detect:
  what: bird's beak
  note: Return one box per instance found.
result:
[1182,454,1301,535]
━━━━━━━━
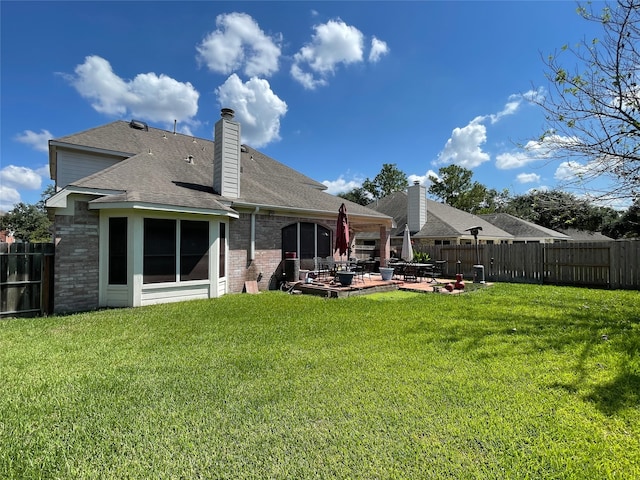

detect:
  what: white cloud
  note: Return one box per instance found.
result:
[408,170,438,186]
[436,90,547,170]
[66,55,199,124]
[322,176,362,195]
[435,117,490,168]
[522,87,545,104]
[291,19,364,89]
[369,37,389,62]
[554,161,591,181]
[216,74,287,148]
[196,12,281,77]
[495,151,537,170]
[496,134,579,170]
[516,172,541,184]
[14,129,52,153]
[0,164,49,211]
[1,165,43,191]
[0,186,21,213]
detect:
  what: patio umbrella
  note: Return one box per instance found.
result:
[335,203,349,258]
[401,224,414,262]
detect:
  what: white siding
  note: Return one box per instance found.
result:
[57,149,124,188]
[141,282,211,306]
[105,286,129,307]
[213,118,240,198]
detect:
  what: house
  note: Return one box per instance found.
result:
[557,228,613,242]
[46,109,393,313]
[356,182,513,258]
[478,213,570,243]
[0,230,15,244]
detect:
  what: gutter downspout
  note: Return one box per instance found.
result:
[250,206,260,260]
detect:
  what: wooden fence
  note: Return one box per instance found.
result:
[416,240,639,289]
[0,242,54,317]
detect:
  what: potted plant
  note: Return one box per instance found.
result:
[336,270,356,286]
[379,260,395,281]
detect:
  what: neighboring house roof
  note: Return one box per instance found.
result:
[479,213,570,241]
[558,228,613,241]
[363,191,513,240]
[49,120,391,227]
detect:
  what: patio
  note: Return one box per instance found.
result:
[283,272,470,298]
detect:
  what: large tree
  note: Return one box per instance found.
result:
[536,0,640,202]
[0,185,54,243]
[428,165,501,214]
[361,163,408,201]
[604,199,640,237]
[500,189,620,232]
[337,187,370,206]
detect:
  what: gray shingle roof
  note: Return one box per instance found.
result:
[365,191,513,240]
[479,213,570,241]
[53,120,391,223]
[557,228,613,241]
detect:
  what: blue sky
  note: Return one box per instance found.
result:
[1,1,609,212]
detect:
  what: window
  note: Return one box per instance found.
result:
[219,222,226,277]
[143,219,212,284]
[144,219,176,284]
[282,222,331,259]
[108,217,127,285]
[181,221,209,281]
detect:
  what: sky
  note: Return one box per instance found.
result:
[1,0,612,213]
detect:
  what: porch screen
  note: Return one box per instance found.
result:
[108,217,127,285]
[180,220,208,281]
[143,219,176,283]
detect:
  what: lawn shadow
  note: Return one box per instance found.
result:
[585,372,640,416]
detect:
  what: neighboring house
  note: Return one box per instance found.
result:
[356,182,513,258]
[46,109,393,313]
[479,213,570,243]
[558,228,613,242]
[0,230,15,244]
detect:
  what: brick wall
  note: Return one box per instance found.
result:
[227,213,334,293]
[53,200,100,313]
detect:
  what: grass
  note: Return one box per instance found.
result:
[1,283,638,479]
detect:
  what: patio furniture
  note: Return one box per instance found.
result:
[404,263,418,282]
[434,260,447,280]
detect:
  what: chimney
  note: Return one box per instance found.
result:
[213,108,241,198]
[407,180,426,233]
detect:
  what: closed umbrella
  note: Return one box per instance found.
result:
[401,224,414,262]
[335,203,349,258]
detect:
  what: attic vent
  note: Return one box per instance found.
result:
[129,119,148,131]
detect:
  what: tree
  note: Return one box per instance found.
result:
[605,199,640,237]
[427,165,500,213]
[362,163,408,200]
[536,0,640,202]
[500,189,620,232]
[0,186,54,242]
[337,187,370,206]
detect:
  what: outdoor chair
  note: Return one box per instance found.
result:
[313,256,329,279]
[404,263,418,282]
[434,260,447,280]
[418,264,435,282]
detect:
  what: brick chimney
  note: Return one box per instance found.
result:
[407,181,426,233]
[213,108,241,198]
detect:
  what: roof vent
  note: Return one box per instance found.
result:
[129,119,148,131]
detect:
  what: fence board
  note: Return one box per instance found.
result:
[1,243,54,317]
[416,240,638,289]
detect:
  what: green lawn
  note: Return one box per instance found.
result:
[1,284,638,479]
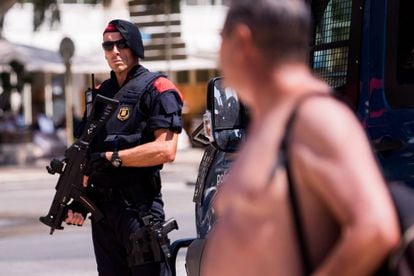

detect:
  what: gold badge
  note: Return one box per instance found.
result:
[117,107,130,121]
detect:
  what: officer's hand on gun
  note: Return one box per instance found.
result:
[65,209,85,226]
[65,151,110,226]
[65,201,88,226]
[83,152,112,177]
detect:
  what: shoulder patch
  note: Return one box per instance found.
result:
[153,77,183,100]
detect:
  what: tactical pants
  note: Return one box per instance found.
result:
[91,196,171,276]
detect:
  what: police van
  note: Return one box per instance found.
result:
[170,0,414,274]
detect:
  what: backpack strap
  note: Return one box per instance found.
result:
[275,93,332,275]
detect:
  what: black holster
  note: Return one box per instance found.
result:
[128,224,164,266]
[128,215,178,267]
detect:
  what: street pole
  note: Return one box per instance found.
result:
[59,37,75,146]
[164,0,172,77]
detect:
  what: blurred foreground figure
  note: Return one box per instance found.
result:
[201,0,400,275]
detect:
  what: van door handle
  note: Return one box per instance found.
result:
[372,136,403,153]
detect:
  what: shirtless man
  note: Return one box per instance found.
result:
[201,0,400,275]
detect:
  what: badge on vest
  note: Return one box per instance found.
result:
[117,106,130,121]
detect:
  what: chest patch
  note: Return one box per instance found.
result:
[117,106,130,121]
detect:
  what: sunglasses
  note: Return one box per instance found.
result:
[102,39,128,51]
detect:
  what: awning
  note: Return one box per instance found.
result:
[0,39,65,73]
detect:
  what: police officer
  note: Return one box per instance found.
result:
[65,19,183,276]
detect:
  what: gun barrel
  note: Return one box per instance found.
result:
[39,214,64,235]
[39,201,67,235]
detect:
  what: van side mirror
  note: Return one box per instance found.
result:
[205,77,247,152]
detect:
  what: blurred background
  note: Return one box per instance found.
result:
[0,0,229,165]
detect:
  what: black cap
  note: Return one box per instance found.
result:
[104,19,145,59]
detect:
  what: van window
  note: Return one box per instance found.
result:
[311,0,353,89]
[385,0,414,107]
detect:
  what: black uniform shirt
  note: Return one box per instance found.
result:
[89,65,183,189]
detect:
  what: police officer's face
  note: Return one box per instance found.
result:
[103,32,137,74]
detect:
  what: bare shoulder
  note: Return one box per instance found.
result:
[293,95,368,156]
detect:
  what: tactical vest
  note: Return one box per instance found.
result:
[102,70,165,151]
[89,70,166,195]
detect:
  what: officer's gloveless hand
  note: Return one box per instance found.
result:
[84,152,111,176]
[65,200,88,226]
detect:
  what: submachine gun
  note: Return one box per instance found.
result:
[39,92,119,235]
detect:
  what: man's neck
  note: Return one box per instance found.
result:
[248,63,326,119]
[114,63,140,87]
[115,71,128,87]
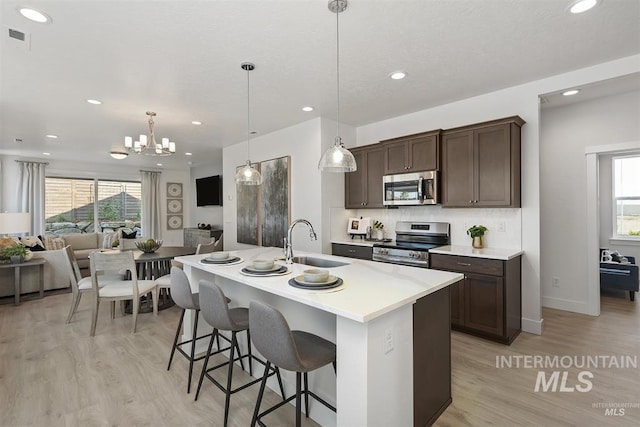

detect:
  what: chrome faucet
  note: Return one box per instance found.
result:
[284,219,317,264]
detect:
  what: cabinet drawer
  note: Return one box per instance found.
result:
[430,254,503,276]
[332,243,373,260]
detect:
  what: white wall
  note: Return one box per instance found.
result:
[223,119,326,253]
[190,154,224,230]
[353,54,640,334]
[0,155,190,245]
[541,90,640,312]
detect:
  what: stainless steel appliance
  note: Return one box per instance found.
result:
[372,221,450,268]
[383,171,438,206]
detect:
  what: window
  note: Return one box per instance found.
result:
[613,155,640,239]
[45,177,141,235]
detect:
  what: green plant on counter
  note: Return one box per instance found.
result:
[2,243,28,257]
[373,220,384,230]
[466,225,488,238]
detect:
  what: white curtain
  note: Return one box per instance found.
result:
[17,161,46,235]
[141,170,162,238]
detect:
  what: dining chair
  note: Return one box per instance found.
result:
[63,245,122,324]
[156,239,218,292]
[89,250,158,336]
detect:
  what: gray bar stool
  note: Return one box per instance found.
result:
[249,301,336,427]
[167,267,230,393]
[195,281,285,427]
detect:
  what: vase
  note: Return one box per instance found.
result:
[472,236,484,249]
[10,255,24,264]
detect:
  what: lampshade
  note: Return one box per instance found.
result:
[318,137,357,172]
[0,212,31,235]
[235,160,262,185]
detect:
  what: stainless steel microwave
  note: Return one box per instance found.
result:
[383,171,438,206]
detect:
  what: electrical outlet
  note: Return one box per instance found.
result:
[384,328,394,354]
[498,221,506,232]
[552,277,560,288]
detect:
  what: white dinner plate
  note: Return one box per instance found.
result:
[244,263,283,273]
━━━━━━━━
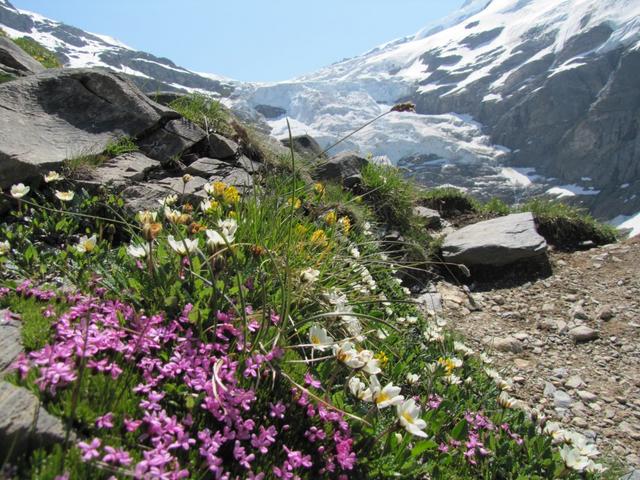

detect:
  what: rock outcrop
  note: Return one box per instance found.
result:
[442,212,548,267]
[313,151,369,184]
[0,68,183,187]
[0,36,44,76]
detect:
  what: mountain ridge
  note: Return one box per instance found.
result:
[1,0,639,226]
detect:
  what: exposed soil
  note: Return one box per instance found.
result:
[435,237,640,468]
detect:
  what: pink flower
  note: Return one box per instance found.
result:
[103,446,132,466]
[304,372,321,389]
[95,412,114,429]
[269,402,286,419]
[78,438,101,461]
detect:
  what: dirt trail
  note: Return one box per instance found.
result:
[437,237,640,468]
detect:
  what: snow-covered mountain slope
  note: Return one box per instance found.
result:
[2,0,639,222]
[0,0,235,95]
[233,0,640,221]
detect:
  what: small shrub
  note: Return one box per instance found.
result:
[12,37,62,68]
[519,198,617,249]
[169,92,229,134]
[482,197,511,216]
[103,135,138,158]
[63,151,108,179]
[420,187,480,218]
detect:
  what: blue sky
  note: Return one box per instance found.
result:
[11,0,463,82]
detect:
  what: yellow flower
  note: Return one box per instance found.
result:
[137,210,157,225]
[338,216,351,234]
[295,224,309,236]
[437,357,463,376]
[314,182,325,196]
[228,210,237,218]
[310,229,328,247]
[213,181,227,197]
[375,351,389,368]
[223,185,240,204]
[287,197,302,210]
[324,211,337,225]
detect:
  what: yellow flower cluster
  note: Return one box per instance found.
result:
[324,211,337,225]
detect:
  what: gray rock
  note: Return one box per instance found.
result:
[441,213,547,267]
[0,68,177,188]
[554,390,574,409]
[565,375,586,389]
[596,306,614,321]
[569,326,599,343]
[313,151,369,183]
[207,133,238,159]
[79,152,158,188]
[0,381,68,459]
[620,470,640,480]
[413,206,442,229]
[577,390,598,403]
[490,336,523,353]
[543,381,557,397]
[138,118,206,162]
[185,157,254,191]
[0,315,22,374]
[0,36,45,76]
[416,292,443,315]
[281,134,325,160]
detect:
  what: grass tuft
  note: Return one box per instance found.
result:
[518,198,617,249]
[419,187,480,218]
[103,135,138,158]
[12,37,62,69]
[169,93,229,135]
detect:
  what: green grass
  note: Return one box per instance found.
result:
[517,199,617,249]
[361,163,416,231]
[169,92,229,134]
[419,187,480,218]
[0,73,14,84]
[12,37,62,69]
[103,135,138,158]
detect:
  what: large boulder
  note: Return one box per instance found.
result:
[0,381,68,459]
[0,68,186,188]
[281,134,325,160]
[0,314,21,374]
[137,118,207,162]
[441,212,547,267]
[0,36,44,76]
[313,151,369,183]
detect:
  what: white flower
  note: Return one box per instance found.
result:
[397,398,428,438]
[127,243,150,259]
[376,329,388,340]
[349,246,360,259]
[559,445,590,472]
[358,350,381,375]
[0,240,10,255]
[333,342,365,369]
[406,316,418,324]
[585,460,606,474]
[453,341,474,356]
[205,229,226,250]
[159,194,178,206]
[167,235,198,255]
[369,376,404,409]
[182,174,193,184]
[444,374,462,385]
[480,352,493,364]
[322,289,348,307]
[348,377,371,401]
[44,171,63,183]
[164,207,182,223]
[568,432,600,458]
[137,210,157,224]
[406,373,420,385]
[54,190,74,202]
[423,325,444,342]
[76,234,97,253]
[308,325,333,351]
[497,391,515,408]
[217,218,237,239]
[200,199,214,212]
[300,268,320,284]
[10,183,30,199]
━━━━━━━━
Report how many lines of the entries above contain the word "tactical", giving the number by itself.

» REPLY: 2